_BRIEF_. Those lines of the data that hold the word "radish" are to be copied out.

········

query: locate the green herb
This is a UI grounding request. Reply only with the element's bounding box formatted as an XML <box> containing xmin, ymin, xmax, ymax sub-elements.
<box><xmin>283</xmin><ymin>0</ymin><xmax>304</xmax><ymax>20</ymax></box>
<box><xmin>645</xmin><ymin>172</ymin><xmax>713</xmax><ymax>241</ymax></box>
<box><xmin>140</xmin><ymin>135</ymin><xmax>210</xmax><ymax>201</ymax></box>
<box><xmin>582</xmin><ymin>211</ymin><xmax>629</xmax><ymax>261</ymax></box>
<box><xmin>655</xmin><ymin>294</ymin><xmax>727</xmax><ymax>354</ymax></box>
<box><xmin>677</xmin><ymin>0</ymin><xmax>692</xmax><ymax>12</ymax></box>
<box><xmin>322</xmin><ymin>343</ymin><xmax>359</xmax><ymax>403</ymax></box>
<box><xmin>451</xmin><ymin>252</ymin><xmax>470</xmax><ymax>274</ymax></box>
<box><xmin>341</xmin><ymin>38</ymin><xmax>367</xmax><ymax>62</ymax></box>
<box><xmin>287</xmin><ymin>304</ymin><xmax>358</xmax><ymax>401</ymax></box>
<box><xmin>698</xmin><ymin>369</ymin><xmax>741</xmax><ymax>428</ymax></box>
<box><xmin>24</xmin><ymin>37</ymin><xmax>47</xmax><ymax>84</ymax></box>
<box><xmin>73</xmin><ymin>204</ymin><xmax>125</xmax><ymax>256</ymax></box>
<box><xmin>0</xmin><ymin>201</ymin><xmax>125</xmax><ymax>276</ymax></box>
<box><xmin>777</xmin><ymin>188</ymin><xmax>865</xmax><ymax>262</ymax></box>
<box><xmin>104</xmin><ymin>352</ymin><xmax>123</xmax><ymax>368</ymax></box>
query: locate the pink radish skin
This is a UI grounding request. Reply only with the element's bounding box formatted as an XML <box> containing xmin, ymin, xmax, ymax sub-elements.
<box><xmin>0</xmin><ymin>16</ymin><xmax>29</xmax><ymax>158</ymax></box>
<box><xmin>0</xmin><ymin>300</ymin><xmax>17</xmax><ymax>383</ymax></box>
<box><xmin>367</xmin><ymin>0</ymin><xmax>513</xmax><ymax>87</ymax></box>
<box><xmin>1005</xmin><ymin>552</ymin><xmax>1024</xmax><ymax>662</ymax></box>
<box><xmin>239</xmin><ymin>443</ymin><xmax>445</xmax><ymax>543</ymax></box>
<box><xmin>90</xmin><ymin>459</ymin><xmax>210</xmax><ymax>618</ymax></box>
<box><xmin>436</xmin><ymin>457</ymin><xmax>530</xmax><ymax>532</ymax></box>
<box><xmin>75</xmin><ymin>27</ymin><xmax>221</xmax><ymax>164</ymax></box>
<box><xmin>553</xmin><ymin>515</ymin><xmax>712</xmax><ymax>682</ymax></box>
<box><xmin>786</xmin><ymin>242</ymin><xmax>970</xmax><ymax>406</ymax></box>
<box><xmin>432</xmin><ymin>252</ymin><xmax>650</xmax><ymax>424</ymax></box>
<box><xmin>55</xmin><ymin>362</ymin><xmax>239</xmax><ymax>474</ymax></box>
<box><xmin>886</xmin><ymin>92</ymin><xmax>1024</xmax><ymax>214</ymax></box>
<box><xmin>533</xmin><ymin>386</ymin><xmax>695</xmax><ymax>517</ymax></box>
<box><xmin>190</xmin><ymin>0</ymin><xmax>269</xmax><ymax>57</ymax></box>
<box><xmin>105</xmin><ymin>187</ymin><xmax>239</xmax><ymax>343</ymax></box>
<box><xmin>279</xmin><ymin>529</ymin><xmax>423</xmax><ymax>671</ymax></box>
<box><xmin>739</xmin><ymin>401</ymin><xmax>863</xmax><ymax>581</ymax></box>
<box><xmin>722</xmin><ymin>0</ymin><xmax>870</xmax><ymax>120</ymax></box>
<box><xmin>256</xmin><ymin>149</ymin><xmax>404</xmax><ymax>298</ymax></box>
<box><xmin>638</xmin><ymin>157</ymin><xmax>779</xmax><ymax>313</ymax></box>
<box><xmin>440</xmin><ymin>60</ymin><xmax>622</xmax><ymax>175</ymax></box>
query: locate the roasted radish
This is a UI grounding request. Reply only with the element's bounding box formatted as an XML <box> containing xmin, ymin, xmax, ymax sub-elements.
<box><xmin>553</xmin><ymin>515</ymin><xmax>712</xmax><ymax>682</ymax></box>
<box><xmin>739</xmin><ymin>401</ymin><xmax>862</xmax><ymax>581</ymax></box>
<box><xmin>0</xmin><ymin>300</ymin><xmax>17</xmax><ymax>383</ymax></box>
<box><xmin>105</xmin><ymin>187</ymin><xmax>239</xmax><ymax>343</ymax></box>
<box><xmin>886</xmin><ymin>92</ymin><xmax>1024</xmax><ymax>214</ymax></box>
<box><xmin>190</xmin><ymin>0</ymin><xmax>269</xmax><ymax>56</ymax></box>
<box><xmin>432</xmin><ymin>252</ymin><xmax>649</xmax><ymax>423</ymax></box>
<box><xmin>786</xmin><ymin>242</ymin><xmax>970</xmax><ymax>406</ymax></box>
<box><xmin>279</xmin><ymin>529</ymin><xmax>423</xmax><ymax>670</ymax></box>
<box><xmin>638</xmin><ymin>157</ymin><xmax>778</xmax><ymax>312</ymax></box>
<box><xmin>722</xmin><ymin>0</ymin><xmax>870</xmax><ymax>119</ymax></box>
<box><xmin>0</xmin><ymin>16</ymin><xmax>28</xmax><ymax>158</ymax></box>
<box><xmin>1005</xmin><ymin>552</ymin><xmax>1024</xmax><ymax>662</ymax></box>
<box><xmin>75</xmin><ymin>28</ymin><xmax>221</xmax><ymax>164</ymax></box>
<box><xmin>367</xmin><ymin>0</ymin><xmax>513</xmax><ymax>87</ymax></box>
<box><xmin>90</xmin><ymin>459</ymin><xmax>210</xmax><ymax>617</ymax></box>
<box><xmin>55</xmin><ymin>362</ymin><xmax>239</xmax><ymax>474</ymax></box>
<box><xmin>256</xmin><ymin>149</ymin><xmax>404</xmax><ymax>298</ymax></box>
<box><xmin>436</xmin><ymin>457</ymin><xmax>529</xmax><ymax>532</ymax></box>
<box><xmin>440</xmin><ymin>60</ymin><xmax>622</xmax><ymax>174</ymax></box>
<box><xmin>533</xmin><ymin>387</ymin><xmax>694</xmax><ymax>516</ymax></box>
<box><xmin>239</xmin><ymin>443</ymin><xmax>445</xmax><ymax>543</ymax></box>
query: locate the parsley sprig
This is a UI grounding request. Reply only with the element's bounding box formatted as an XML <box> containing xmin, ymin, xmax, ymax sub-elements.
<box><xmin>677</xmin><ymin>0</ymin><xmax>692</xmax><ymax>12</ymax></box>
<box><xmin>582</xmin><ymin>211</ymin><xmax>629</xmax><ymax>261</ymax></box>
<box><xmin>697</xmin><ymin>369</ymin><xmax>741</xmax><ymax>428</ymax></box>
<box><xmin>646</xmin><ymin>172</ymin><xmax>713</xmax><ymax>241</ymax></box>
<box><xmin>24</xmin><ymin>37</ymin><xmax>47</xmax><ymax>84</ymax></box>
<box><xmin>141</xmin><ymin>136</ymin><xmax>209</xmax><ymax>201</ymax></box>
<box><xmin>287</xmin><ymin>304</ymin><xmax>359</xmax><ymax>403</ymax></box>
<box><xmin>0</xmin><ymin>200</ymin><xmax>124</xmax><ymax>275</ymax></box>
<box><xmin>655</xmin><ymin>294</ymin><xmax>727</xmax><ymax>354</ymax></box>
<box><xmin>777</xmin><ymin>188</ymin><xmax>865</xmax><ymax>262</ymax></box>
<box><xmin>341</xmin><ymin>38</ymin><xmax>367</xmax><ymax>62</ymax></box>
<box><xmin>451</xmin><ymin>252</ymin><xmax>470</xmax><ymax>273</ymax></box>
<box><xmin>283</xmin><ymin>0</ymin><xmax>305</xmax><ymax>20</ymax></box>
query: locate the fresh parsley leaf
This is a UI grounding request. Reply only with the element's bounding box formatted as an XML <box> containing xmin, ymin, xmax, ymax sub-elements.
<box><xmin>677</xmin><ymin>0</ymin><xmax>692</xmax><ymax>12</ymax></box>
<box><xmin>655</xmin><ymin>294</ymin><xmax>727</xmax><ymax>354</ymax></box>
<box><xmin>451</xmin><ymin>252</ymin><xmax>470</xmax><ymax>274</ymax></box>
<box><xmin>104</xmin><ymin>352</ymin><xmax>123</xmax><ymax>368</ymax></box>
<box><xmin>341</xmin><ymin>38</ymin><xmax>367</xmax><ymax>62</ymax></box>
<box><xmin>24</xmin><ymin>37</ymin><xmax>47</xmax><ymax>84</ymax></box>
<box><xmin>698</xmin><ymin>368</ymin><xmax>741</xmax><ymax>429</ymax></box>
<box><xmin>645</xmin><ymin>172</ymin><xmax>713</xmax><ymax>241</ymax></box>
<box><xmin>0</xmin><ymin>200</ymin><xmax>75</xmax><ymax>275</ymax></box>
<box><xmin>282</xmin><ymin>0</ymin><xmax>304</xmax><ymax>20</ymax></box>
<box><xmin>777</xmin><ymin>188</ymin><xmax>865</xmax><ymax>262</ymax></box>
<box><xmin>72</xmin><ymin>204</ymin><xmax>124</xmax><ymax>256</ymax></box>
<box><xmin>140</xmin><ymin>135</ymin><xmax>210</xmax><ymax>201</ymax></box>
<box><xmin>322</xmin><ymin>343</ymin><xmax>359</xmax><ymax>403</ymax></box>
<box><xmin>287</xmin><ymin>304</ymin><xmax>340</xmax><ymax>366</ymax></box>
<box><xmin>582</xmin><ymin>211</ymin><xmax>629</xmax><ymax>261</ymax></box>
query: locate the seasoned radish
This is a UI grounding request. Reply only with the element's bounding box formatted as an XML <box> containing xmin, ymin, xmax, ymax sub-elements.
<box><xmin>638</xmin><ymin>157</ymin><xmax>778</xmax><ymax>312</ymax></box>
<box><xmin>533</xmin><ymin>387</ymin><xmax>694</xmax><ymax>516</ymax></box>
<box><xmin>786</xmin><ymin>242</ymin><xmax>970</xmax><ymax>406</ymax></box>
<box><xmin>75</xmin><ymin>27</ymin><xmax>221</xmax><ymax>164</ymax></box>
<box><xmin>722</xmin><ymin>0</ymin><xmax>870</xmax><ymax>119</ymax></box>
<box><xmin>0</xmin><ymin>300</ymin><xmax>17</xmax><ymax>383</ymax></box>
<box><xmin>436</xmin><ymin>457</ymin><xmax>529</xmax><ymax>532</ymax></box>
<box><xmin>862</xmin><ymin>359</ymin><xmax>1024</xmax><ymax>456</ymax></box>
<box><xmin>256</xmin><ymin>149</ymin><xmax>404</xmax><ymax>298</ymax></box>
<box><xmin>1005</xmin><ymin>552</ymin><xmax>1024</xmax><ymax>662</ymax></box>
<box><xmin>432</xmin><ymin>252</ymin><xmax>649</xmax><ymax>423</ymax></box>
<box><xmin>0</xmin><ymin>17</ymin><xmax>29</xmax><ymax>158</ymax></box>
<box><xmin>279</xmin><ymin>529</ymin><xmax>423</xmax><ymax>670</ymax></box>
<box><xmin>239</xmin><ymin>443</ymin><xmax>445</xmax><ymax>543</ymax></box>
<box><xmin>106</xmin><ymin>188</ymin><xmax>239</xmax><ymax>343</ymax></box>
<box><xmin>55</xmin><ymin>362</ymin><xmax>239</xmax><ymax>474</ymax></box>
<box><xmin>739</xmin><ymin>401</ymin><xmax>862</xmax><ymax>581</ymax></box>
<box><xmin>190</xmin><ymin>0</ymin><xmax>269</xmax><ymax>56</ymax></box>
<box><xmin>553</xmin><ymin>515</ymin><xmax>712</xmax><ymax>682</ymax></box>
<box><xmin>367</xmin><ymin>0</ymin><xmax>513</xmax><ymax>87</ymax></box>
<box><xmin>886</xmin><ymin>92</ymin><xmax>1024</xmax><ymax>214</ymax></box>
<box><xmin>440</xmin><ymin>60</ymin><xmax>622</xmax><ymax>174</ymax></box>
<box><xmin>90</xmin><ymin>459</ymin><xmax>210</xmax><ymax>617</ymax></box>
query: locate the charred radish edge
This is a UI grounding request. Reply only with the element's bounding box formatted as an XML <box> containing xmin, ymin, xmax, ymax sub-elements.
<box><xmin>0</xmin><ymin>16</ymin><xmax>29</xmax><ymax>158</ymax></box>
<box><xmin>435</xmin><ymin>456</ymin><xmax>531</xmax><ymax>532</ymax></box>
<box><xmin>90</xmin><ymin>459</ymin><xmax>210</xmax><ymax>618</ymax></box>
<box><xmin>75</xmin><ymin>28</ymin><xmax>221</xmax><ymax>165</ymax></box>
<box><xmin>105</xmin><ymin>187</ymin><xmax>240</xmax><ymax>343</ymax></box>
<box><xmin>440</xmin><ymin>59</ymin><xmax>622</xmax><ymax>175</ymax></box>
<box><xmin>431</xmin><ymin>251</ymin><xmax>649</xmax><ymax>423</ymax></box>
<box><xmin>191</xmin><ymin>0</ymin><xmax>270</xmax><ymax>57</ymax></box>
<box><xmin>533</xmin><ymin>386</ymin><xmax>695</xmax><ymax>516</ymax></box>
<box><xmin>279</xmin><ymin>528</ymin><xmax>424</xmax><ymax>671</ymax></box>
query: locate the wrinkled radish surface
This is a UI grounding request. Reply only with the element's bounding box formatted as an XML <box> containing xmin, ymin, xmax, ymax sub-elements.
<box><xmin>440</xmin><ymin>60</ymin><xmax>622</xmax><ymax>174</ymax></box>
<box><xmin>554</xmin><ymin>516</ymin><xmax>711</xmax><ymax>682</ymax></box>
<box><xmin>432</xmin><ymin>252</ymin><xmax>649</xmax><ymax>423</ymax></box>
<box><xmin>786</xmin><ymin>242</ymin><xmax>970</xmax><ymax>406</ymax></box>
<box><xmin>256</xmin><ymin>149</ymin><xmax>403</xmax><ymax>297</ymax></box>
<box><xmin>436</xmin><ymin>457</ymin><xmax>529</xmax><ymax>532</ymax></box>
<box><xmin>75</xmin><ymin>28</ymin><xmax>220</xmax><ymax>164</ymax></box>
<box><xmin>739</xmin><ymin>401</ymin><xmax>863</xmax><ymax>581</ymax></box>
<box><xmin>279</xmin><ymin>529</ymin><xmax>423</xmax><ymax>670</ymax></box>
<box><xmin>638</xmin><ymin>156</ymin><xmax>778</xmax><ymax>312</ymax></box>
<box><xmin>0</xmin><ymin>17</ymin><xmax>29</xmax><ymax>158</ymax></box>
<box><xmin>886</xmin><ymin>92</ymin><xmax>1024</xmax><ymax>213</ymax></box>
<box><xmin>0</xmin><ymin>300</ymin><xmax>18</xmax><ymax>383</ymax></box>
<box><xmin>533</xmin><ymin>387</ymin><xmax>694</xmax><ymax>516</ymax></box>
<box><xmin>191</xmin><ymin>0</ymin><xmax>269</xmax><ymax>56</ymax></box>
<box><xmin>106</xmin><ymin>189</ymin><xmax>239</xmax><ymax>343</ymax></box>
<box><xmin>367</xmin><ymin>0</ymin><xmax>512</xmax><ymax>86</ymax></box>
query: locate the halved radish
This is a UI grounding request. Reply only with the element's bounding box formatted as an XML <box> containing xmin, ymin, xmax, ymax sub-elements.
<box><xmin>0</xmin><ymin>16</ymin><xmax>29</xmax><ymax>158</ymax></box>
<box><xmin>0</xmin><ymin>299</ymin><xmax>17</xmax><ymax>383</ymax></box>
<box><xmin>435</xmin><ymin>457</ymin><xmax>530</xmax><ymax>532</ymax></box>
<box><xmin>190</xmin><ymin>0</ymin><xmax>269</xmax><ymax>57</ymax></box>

········

_EXERCISE ANSWER_.
query: locate the pink radish skin
query: locate the roasted radish
query: locate the seasoned radish
query: locate the charred radish edge
query: locate the wrinkled radish surface
query: locate the halved radish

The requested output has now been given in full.